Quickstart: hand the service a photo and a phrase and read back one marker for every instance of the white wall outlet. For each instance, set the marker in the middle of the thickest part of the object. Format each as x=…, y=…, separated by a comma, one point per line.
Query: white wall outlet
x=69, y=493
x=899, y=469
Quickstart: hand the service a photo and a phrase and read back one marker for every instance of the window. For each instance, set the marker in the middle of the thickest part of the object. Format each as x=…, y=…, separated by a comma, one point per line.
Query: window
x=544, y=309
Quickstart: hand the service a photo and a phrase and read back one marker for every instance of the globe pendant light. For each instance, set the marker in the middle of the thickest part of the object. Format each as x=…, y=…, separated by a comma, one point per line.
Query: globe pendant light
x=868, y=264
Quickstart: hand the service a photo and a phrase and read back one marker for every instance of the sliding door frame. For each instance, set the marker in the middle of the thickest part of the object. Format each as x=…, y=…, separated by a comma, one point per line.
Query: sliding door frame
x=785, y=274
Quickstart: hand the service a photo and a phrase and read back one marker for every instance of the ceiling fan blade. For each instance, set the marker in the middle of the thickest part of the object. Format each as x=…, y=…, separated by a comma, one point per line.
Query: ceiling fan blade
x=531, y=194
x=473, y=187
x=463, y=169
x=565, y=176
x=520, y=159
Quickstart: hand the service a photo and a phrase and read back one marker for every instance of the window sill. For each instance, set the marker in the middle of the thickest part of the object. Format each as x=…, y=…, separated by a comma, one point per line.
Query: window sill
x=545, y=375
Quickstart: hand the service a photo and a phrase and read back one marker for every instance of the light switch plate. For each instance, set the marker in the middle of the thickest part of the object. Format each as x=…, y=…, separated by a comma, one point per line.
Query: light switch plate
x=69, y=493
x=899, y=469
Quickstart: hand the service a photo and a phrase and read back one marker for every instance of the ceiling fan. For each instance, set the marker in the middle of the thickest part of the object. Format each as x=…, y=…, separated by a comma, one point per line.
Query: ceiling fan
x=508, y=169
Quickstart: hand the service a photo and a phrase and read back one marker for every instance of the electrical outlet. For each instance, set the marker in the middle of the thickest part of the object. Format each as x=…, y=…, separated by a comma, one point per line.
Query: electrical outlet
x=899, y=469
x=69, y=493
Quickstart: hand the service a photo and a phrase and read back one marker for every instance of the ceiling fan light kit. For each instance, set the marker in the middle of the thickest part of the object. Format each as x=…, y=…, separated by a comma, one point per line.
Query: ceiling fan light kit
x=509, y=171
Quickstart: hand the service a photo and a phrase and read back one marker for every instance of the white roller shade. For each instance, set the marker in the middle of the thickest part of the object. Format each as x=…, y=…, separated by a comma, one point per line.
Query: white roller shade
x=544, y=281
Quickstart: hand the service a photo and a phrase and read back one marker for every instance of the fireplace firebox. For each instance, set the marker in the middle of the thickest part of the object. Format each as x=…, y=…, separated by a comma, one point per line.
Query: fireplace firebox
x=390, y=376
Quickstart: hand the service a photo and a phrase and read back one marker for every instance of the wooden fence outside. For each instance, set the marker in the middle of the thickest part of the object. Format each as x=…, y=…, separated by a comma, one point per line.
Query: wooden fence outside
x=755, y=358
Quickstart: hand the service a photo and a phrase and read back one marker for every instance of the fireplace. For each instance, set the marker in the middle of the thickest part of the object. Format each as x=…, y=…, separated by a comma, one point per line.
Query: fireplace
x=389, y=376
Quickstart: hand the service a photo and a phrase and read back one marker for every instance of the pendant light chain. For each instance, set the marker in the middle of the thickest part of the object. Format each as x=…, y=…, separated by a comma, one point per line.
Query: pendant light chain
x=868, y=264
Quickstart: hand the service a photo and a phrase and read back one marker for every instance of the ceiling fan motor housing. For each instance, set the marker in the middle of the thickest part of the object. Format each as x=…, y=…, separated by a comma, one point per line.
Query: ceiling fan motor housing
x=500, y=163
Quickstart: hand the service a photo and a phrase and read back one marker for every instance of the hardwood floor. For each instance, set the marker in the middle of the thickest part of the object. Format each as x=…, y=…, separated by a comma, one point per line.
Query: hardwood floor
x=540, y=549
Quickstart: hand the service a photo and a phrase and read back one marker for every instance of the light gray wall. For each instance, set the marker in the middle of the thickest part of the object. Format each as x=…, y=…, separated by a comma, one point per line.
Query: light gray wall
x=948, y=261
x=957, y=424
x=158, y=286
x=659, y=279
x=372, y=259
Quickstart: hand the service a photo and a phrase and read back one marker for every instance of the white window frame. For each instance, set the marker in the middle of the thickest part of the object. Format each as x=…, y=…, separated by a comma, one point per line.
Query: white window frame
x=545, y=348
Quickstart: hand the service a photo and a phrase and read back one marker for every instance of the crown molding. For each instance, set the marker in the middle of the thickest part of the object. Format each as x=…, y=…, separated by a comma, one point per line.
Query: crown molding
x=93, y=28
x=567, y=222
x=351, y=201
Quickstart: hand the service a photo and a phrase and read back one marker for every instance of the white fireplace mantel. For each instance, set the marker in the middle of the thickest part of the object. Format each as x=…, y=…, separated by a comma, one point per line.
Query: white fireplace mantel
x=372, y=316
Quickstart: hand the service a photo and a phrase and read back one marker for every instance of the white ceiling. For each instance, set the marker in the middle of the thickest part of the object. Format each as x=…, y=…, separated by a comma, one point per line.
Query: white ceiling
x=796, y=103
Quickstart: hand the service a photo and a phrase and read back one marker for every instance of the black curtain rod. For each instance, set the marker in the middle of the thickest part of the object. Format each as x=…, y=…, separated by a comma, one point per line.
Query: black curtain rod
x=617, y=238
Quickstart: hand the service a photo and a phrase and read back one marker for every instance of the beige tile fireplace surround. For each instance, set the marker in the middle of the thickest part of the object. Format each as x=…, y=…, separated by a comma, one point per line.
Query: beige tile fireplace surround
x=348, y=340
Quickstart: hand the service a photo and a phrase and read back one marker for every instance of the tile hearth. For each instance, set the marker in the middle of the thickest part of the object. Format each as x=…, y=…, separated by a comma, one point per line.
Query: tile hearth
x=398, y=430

- **What is required**: Transcribe every line of the records exactly, please.

- **Answer area**:
Quickstart: hand the service a photo and a phrase and read back one marker for every instance of the white wall outlet. For each instance, set the marker in the middle of the thickest part of the object. Format each as x=…, y=…, separated by a comma, one point per line.
Query: white wall outlet
x=69, y=493
x=899, y=469
Quickstart: hand the service a photo and a phrase and read back one marker for every instance of the window. For each instance, set the marker in the middle of the thickest part of the object. Format each as x=…, y=…, separated by a comma, one point per line.
Query: window
x=544, y=309
Quickstart: hand the service a photo and a phrase and read back one marker for every instance of the globe pendant light. For each instance, set the marker in the middle of the thickest part of the object. Format each as x=…, y=…, separated by a comma, one point per line.
Query: globe pendant light
x=868, y=264
Quickstart: hand the service a photo and a phrase and read back one marker for every instance of the sliding door frame. For each instance, set the marker in the middle of the thickest part of the object. Format each as x=…, y=…, separated by a comma, one point per line.
Query: sliding door frame
x=785, y=274
Quickstart: hand the service a photo and a phrase and read back one marker for every instance of the ceiling fan blade. For each instance, set the marker in the middle of the thickest part of the object. Format each as x=…, y=…, separated by a comma, one point per line.
Query: ceiling fan blade
x=531, y=194
x=473, y=187
x=463, y=169
x=565, y=176
x=520, y=159
Quickstart: hand the service a photo and a phrase and read back one marker for every instance of the window sill. For each instance, set the marker in the middle of the thickest part of the object. Format each as x=…, y=…, separated by a comma, one point per line.
Query: window sill
x=545, y=375
Quickstart: hand the service a photo and a phrase and read back one marker for every instance of the light switch plate. For each instance, set the marker in the middle of the thickest part of the object. Format each as x=…, y=…, separated by a comma, one point per line.
Query: light switch plate
x=69, y=493
x=899, y=469
Quickstart: hand the service a photo and a phrase and read back one marker for every instance of the ceiling fan. For each instance, set the marker in the middle of the thickest part of the object. Format each as x=…, y=…, separated by a comma, one point per line.
Query: ceiling fan
x=508, y=169
Quickstart: hand the service a photo and a phrase and read back one marker for every instance of the electrical outlet. For each instance, set the marker in the middle of the thickest part of the object. Format each as x=…, y=…, separated by a comma, one point per line.
Query: electrical outlet
x=899, y=469
x=69, y=493
Quickstart: hand the service a photo and a phrase and read back one marker for every instance of the ceiling fan light kit. For each instance, set the marker in the middle of the thickest part of the object. Format each as x=…, y=…, separated by a comma, one point per line.
Query: ceiling fan light kit
x=509, y=171
Quickstart: hand the service a photo and a phrase and read back one marker for every instance of the white roller shade. For each instance, set the marker in the middle of the thickest part of the object. Format each as x=…, y=…, separated by a comma, one point per line.
Query: white roller shade
x=544, y=281
Quickstart: hand the service a photo and a phrase and read back one marker for every instance of the fireplace firebox. For each instance, set the marker in the middle of the thickest part of the object. Format each as x=…, y=…, separated by a comma, one point per line.
Query: fireplace firebox
x=390, y=376
Quickstart: hand the service a photo and a phrase and read back one marker for every instance of the wooden fence outside. For each instance, set the marker in the middle of the thickest part of the object. Format each as x=…, y=…, separated by a comma, one point per line.
Query: wooden fence outside
x=755, y=358
Quickstart: hand the service a photo and a phrase and read back one marker for every instance of the fireplace. For each instance, set the marker in the middle of the thickest part of the object. Format each as x=…, y=…, separated by a comma, one point per line.
Query: fireplace
x=389, y=376
Quickstart: hand the service a photo and a phrase and read back one marker for every instance of the pendant light chain. For each instance, set the marker in the middle of the thickest part of the object. Format each as x=…, y=…, separated by a comma, one point per line.
Query: pendant light chain
x=868, y=264
Quickstart: hand the service a photo and a phrase and read back one marker for every instance of the ceiling fan motor housing. For each instance, set the marker in the middle of the thickest part of the object. Format each as x=…, y=…, separated by a comma, one point per line.
Query: ceiling fan motor housing
x=500, y=163
Quickstart: hand the service a photo and a phrase and read back one marker for every instance of the hardwood floor. For each instance, set the marker in the middle of the thickest part of the object. Format each as x=…, y=…, separated by a comma, one point per line.
Query: hardwood floor
x=540, y=549
Quickstart: hand the service a photo and a phrase and read back one marker for every instance of the light gray wall. For each instance, set the marker in the middle of the thickest part of the object. Format each as x=…, y=…, separated by a comma, one point per line.
Query: light gray wall
x=948, y=261
x=957, y=424
x=158, y=286
x=659, y=279
x=372, y=259
Quickstart: hand the service a photo and a phrase and read back one marker for every instance of the white window frame. For each instance, set the marker in the middle of the thickest part of the object. Format each as x=…, y=…, separated by a comma, one point per line.
Query: white window frame
x=545, y=348
Quickstart: hand the service a photo and a phrase and read back one marker for every instance of the crown molding. For each instance, set the marker in the middle of the thickest part of the object. Format each as x=…, y=…, separated by a comma, one point per line.
Query: crown molding
x=93, y=28
x=567, y=222
x=351, y=201
Quickstart: hand the service a photo and a phrase and read back one marker for every instance of the white fireplace mantel. For each instance, set the marker in the middle of the thickest part of the object. Format each as x=…, y=…, separated by a comma, one point per line.
Query: white fireplace mantel
x=372, y=316
Quickstart: hand the service a photo and a phrase and read back one marker for every instance of the white ceiling. For each instance, set the marker in the middle of the thickest part of the object. Format each as x=…, y=…, separated by a comma, one point per line.
Query: white ceiling
x=796, y=103
Quickstart: hand the service a photo and a phrase and read back one marker for every instance of the black curtain rod. For each instance, set the marker in the middle of the thickest part of the object. Format each as x=…, y=…, separated by a comma, one point per line.
Query: black curtain rod
x=617, y=238
Quickstart: hand the service a photo and a phrase and read back one marker for every instance of the beige tile fireplace surround. For each instance, set the marker in the middle of the thickest part of the object. Format each as x=…, y=…, separated by a comma, one point per line.
Query: beige tile fireplace surround
x=348, y=340
Quickstart: hand the service a photo and a phrase and read back one marker for every instance of the tile hearth. For each instance, set the marker in the middle of the thickest part of the object. Format each as x=…, y=…, separated by a comma, one point per line.
Query: tile hearth
x=398, y=430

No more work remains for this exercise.